DOCUMENT SEGMENT:
# Headed out for another bass tourney



## bones44 (Jan 7, 2011)

Heading out for another bass tourney in a few. Need all the luck I can get. Lagging behind in weight. Last one all I caught were about 20 darn 12" bass. 16" is legal. This is my first year doing this and am loving it !! Anyone else on here tried their hand at it ?


----------



## youngdon (Mar 10, 2010)

I used to fish in local bass tourneys here several years ago. It is a lot of fun. Good luck ! Rip a lunker out of there.


----------



## Mattuk (Oct 16, 2010)

Best of luck there Tom. May the force be with you!


----------



## bones44 (Jan 7, 2011)

Well, my partner and I won with a total of 23 pounds. Couldn't ask for a better finish !!


----------



## bones44 (Jan 7, 2011)

Forgot to add 14" is actual legal size. Thanks guys !!


----------



## youngdon (Mar 10, 2010)

:fishing:Way to go Tom !! Congrats to you and your partner.


----------



## Mattuk (Oct 16, 2010)

Well done Tom, thats fantastic!


----------



## hassell (Feb 9, 2010)

Congrats. on a successful weekend.


----------



## SWAMPBUCK10PT (Apr 5, 2010)

*---BELATED-----GOOD LUCK BONES----and CONGRADS ON THE WIN---sb*


----------



## Antlerz22 (Apr 18, 2011)

Good job bones, so where does that leave you now? Is that an invite automatic to the next one or what did you win?


----------



## bones44 (Jan 7, 2011)

Thanks guys !! Won money and bragging rights til the next one. It's a club that promotes more about the fishing and friends than on just the money. A real great group of guys that all help each other out. Weights go toward year end awards.


----------



## On a call (Mar 3, 2010)

Next issue of Pro Bass fisherman. Tom and Babe Winkleman, " Where the lunkers lie "


----------



## bones44 (Jan 7, 2011)

LMAO... Me and the "BABESTER"


----------



## On a call (Mar 3, 2010)

Yep in discussion about lying lunkers.


----------



## bones44 (Jan 7, 2011)

Ha, ya mean the kind that keep growing as the tales get retold ?


----------



## On a call (Mar 3, 2010)

There ya go....Only joking..congrats to you both.


----------



## bones44 (Jan 7, 2011)

I know, thanks Brian. It was alot of fun. Caught them all on senkos and shaky head worm jigs. *[Excuse my language.... I have a limited vocabulary]* things wouldn't bite on anything else.


----------



## On a call (Mar 3, 2010)

That is the fun of those negitive bites....trying to find that darn trigger.

How deep were they.


----------



## bones44 (Jan 7, 2011)

10-12 feet. A few were hitting topwaters first light. Very few


----------



## On a call (Mar 3, 2010)

Kidda deep then ! Top water is best fun but slow to produce large fish.

So were they suspended or on the bottom ?


----------



## bones44 (Jan 7, 2011)

On the bottom. The shaky heads are a jig head with a worm that you slightly twitch and drag on bottom to get their attention. They were slamming them on the edge of the drop off in the weed edges.

Items drawn from a data source
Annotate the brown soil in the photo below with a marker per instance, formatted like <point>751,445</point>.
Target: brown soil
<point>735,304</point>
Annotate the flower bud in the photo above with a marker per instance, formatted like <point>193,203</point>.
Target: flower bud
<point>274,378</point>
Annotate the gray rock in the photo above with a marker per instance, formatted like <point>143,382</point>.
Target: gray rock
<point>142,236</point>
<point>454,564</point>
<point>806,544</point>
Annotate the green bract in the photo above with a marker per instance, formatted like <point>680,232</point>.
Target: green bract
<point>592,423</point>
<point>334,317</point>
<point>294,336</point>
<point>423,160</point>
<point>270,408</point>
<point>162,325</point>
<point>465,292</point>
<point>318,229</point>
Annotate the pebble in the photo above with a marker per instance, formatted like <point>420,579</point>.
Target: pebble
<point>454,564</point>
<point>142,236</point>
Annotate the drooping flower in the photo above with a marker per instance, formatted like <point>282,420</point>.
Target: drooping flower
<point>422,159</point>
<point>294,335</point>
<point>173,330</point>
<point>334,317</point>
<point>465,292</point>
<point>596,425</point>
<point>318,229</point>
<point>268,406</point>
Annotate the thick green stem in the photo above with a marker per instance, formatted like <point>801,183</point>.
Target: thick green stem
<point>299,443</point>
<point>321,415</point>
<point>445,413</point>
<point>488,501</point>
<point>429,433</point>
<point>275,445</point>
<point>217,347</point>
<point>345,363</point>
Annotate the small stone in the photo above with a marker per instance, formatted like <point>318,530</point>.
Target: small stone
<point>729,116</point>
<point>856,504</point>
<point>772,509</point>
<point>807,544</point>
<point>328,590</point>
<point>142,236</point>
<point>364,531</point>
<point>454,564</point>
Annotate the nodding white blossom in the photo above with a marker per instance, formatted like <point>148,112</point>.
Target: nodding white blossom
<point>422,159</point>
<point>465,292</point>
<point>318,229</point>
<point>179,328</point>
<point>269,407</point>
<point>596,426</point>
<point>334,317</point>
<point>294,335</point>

THE TASKS:
a. In the bass tournament thread, what total weight did bones44 and a partner win with?
b. Write out everything in the bass tournament thread from "There ya go....Only" down to "on anything else.".

SOLUTIONS PER TASK:
a. A total of 23 pounds.

b.
There ya go....Only joking..congrats to you both.


----------



## bones44 (Jan 7, 2011)

I know, thanks Brian. It was alot of fun. Caught them all on senkos and shaky head worm jigs. *[Excuse my language.... I have a limited vocabulary]* things wouldn't bite on anything else.